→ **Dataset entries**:
▶
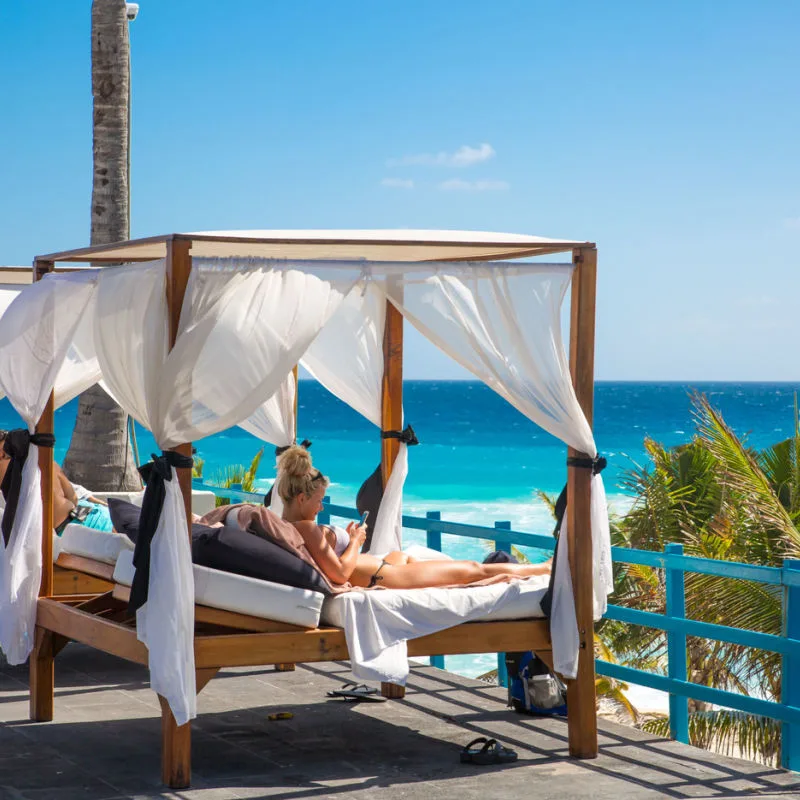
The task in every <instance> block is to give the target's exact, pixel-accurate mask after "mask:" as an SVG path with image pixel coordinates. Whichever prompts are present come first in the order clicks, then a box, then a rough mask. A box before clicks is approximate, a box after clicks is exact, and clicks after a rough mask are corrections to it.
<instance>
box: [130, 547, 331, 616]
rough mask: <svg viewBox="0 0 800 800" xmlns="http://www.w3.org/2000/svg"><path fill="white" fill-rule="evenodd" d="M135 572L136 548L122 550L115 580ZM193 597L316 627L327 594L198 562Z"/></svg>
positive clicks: (242, 609)
mask: <svg viewBox="0 0 800 800" xmlns="http://www.w3.org/2000/svg"><path fill="white" fill-rule="evenodd" d="M133 573H134V568H133V551H124V552H122V553H120V555H119V558H118V559H117V564H116V567H115V568H114V580H115V581H116V582H117V583H121V584H123V585H124V586H130V585H131V583H132V581H133ZM194 599H195V602H196V603H199V604H200V605H203V606H210V607H211V608H220V609H222V610H223V611H235V612H237V613H239V614H249V615H250V616H253V617H260V618H262V619H273V620H277V621H278V622H286V623H288V624H290V625H299V626H300V627H303V628H316V627H317V625H318V624H319V617H320V613H321V611H322V602H323V600H324V599H325V595H323V594H321V593H320V592H312V591H310V590H309V589H296V588H295V587H293V586H284V585H283V584H280V583H271V582H270V581H262V580H257V579H256V578H248V577H245V576H244V575H234V574H233V573H231V572H222V571H221V570H218V569H211V568H209V567H201V566H199V565H198V564H195V565H194Z"/></svg>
◀
→ **PROMPT**:
Rename "rough mask" to "initial mask" throughout the lines and write them out again with nothing else changed. Leave out the picture.

→ **YOUR SOLUTION**:
The task in every <instance> block is to give the target's exact, pixel-accurate mask after "mask:" as an SVG path with image pixel coordinates. Whichever prompts are present come first in the order clicks, then a box, then a initial mask. A box before clicks is approximate, a box after clicks is exact, and clicks after a initial mask are corrections to it.
<instance>
box: [130, 547, 331, 616]
initial mask: <svg viewBox="0 0 800 800" xmlns="http://www.w3.org/2000/svg"><path fill="white" fill-rule="evenodd" d="M135 572L136 548L122 550L115 580ZM193 597L316 627L327 594L198 562Z"/></svg>
positive clicks: (242, 609)
mask: <svg viewBox="0 0 800 800" xmlns="http://www.w3.org/2000/svg"><path fill="white" fill-rule="evenodd" d="M133 573H134V568H133V551H124V552H122V553H120V555H119V558H118V559H117V564H116V567H115V568H114V580H115V581H116V582H117V583H121V584H123V585H124V586H130V585H131V583H132V581H133ZM194 599H195V602H196V603H199V604H200V605H203V606H210V607H211V608H220V609H222V610H223V611H235V612H237V613H239V614H249V615H250V616H253V617H260V618H262V619H273V620H277V621H278V622H286V623H288V624H290V625H299V626H300V627H303V628H316V627H317V625H318V624H319V617H320V613H321V611H322V602H323V600H324V599H325V595H323V594H321V593H320V592H312V591H310V590H309V589H296V588H295V587H293V586H284V585H283V584H280V583H271V582H270V581H262V580H257V579H256V578H248V577H245V576H244V575H234V574H233V573H231V572H222V571H221V570H218V569H211V568H209V567H201V566H199V565H198V564H195V565H194Z"/></svg>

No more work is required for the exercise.